==== Entries supplied

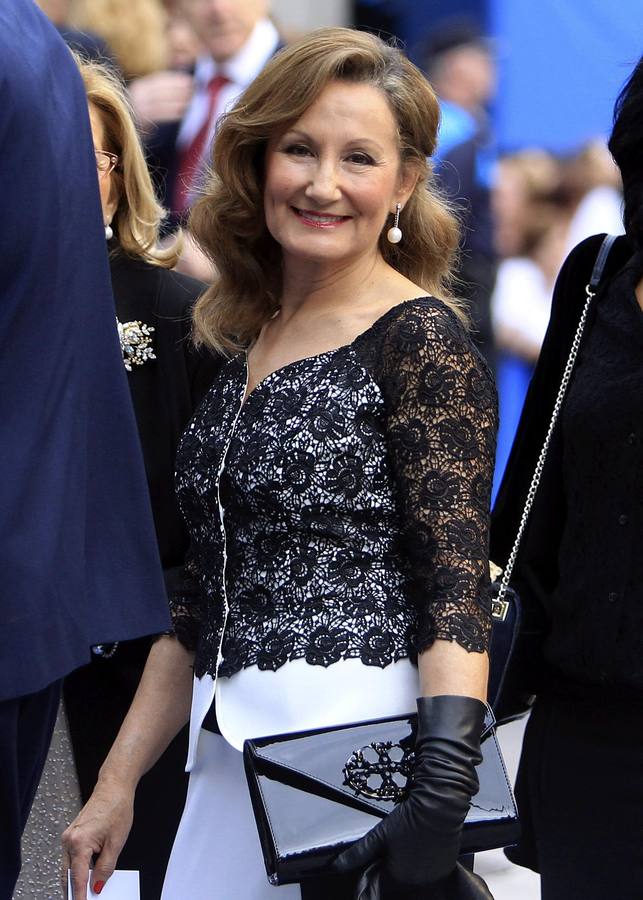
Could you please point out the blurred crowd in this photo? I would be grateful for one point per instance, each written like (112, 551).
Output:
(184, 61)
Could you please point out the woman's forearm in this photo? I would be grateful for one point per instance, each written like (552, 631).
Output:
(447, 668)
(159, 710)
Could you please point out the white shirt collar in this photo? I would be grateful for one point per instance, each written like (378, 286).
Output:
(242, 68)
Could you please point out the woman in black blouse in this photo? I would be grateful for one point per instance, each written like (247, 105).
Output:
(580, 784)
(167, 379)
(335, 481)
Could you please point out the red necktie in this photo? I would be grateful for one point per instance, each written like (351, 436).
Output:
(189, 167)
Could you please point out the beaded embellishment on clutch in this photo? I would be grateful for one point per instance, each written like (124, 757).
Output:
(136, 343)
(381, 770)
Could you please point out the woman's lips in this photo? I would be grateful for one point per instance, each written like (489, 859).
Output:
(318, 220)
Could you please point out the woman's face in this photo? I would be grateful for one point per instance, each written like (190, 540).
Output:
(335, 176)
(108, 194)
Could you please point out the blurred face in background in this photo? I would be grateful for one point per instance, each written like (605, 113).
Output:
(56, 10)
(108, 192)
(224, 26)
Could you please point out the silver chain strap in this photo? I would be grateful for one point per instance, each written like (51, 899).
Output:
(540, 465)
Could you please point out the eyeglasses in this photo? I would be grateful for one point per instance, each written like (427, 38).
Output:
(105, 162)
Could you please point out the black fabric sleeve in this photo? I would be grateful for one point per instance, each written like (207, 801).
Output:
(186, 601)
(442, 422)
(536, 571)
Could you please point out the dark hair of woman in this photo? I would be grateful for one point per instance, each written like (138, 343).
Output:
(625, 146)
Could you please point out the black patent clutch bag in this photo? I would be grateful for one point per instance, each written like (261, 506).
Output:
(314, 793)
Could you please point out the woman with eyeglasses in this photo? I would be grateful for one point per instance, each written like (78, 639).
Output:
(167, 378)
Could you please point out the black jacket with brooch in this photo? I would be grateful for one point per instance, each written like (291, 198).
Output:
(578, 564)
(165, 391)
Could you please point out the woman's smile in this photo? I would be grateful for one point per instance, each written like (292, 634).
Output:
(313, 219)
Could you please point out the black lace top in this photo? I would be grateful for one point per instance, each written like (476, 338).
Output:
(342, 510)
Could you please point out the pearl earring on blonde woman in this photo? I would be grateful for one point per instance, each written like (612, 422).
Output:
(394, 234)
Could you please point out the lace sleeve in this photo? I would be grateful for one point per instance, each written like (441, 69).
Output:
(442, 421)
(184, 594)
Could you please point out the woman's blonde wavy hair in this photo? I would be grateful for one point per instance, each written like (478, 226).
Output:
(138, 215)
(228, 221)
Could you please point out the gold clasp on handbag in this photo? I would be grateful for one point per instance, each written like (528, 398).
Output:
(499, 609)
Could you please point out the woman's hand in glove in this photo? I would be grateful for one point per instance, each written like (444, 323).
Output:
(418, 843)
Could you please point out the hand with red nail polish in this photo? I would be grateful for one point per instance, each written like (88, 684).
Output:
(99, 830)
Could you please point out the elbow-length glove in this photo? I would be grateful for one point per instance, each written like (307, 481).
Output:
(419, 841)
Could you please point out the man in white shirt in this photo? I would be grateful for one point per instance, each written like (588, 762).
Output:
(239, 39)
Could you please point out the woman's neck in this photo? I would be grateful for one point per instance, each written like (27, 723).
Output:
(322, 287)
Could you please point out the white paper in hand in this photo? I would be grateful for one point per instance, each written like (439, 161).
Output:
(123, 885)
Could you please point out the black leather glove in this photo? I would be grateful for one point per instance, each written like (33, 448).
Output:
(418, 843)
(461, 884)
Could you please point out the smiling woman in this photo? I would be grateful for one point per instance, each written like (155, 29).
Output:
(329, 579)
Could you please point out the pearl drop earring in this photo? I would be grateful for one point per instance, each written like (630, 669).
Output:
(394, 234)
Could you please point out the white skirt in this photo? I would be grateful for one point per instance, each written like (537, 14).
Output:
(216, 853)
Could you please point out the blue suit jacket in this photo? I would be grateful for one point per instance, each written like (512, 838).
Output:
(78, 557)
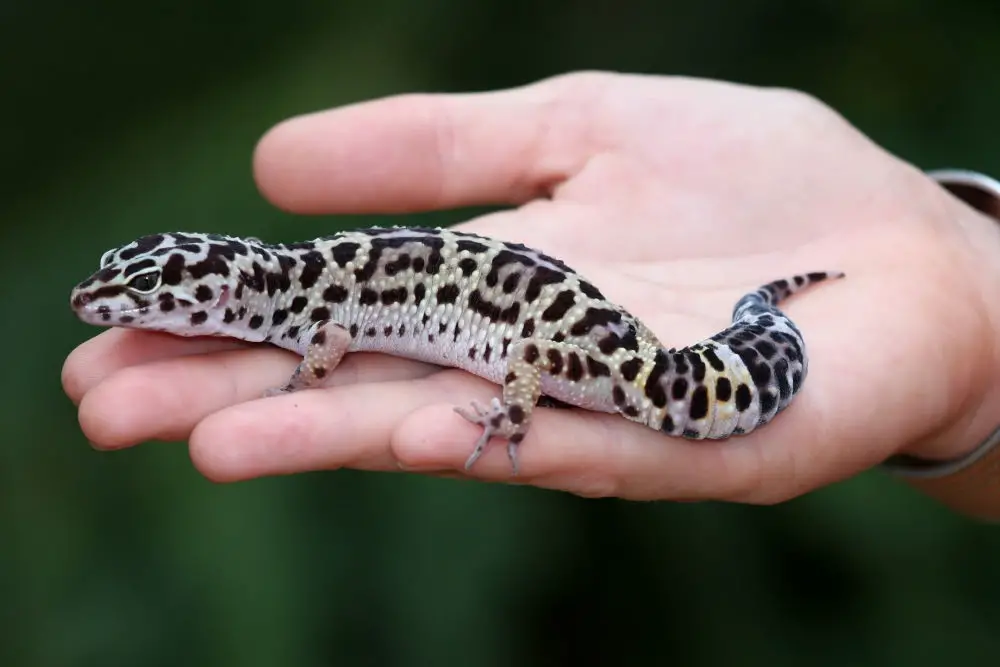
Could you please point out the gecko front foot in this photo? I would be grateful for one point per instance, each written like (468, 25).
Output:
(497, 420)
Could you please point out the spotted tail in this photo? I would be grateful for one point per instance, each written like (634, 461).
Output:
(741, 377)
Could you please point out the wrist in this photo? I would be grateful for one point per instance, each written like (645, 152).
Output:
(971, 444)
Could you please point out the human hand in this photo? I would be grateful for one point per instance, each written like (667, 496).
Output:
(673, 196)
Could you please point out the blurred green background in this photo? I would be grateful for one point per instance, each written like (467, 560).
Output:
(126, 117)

========

**Exercise brief:** Go through the records line by line and count those containing the string "woman". Give only the total.

**Expected answer:** 12